• Try it
Give back the full listing exactly as it appears below.

• Dataset extract

== == ==

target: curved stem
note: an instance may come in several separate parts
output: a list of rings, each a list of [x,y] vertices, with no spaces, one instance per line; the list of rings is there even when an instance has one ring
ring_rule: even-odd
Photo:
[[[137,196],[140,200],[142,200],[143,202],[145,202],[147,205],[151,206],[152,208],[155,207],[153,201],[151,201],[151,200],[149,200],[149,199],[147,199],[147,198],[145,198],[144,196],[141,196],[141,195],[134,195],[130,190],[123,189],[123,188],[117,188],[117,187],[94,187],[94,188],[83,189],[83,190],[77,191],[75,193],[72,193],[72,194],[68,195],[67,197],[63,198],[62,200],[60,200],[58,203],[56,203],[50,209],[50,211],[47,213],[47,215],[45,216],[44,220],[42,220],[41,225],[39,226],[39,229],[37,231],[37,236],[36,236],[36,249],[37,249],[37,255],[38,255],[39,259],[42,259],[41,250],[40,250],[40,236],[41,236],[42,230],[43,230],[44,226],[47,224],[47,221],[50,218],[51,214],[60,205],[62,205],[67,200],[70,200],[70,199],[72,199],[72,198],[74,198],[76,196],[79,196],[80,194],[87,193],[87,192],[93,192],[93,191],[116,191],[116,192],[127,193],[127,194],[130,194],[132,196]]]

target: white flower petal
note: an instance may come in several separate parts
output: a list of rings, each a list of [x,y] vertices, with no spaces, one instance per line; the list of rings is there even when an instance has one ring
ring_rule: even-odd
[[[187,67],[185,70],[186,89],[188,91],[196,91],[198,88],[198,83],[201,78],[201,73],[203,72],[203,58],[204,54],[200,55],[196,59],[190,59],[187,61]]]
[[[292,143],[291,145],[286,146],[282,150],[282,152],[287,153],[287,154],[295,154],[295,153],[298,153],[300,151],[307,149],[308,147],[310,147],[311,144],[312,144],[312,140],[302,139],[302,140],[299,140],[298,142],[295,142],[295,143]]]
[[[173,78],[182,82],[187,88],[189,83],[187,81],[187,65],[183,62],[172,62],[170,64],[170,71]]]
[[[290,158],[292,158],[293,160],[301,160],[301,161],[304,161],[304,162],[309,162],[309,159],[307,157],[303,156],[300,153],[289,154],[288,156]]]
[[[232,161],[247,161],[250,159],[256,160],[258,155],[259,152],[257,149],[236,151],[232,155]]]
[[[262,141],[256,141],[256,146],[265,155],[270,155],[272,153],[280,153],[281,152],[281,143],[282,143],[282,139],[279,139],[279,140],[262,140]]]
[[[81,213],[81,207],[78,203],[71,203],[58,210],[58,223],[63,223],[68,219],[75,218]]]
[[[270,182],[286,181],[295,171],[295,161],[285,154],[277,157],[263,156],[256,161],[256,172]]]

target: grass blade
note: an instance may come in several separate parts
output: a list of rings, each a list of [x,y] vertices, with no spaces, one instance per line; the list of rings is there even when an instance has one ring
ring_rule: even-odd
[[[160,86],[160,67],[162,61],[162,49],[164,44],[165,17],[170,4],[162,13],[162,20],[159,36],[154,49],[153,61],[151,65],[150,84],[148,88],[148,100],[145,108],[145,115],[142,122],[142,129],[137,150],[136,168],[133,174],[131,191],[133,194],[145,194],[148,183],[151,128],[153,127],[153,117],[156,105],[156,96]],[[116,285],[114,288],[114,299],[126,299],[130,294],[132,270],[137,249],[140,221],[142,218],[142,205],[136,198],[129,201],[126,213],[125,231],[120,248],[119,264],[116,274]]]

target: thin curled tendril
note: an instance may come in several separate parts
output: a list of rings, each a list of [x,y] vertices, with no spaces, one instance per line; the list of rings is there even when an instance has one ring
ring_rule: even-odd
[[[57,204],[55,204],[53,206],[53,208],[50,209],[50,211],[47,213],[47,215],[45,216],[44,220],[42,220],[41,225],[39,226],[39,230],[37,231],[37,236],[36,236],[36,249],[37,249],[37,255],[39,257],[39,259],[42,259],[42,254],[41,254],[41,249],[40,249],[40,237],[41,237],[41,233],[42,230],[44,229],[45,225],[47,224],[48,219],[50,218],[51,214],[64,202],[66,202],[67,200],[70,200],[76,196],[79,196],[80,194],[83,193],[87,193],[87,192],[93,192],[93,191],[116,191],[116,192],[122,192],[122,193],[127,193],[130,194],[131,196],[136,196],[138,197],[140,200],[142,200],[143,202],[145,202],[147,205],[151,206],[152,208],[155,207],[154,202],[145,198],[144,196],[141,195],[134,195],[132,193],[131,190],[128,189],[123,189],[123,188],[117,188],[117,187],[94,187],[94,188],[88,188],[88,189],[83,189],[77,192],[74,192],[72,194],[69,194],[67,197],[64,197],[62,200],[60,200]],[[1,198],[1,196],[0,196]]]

== == ==

• Solution for this exercise
target: curved stem
note: an instance may come in several separate parts
output: a list of rings, each a list of [x,y] vertices, with no spaces, one instance per line; the list of rings is there even when an instance has one ring
ring_rule: even-odd
Photo:
[[[137,196],[140,200],[142,200],[143,202],[145,202],[147,205],[151,206],[152,208],[155,207],[153,201],[151,201],[151,200],[149,200],[149,199],[147,199],[147,198],[145,198],[144,196],[141,196],[141,195],[134,195],[130,190],[123,189],[123,188],[117,188],[117,187],[94,187],[94,188],[83,189],[83,190],[77,191],[75,193],[72,193],[72,194],[68,195],[67,197],[63,198],[62,200],[60,200],[58,203],[56,203],[50,209],[50,211],[47,213],[47,215],[45,216],[44,220],[42,220],[41,225],[39,226],[39,229],[37,231],[37,236],[36,236],[36,249],[37,249],[37,255],[38,255],[39,259],[42,259],[41,250],[40,250],[40,236],[41,236],[42,230],[43,230],[44,226],[47,224],[47,221],[50,218],[51,214],[60,205],[62,205],[67,200],[70,200],[70,199],[72,199],[72,198],[74,198],[76,196],[79,196],[80,194],[87,193],[87,192],[93,192],[93,191],[116,191],[116,192],[127,193],[127,194],[130,194],[132,196]]]

target: white flower petal
note: an instance may come in several separate parts
output: a list of rings, each a list of [x,y] vertices, with no spaces, one instance per line; the list of rings is there even when an instance has one ring
ring_rule: even-odd
[[[187,67],[185,70],[186,89],[188,91],[196,91],[198,88],[198,83],[201,78],[201,73],[203,72],[203,58],[204,54],[200,55],[196,59],[190,59],[187,61]]]
[[[292,143],[291,145],[286,146],[282,150],[282,152],[287,153],[287,154],[295,154],[295,153],[298,153],[300,151],[307,149],[308,147],[310,147],[311,144],[312,144],[312,140],[302,139],[302,140],[299,140],[298,142],[295,142],[295,143]]]
[[[173,78],[182,82],[187,88],[189,83],[187,81],[187,65],[183,62],[172,62],[170,64],[170,71]]]
[[[290,158],[292,158],[293,160],[301,160],[301,161],[304,161],[304,162],[309,162],[309,159],[307,157],[303,156],[300,153],[289,154],[288,156]]]
[[[232,161],[247,161],[250,159],[256,160],[258,155],[259,152],[257,149],[236,151],[232,155]]]
[[[262,141],[256,141],[256,146],[265,155],[270,155],[272,153],[280,153],[281,152],[281,143],[282,143],[282,139],[279,139],[279,140],[262,140]]]
[[[81,213],[81,207],[78,203],[71,203],[58,210],[58,223],[63,223],[68,219],[75,218]]]
[[[270,182],[286,181],[295,171],[295,161],[285,154],[277,157],[263,156],[256,161],[256,172]]]

target: grass blade
note: an instance may come in several separate parts
output: a list of rings, each a list of [x,y] vertices, with no spaces, one instance per line; the list of rings is there even when an instance has one ring
ring_rule: even-odd
[[[160,86],[160,67],[162,61],[162,49],[164,44],[165,17],[170,4],[162,13],[162,20],[159,36],[154,49],[153,61],[151,65],[150,84],[148,88],[148,100],[145,108],[145,115],[142,122],[142,129],[137,150],[136,168],[133,174],[131,191],[133,194],[145,194],[148,183],[151,128],[153,127],[153,117],[156,105],[156,96]],[[116,285],[114,288],[114,299],[126,299],[130,294],[132,270],[137,249],[140,221],[142,218],[142,205],[136,198],[129,201],[126,213],[125,231],[120,248],[119,264],[116,274]]]

target: thin curled tendril
note: an instance may come in several separate parts
output: a list of rings, each a list of [x,y] vertices, with no spaces, one instance per line; the list of rings is there even when an instance has one ring
ring_rule: even-odd
[[[57,204],[55,204],[53,206],[53,208],[50,209],[50,211],[47,213],[47,215],[45,216],[44,220],[42,220],[41,225],[39,226],[39,230],[37,231],[37,236],[36,236],[36,249],[37,249],[37,255],[39,257],[39,259],[42,259],[42,254],[41,254],[41,249],[40,249],[40,237],[41,237],[41,233],[42,230],[44,229],[45,225],[47,224],[48,219],[50,218],[51,214],[64,202],[66,202],[67,200],[70,200],[76,196],[79,196],[80,194],[83,193],[87,193],[87,192],[93,192],[93,191],[116,191],[116,192],[122,192],[122,193],[127,193],[130,194],[131,196],[136,196],[138,197],[140,200],[142,200],[143,202],[145,202],[147,205],[151,206],[152,208],[155,207],[154,202],[145,198],[144,196],[141,195],[134,195],[132,193],[131,190],[128,189],[123,189],[123,188],[117,188],[117,187],[94,187],[94,188],[88,188],[88,189],[83,189],[77,192],[74,192],[72,194],[69,194],[67,197],[64,197],[62,200],[60,200]],[[1,198],[1,196],[0,196]]]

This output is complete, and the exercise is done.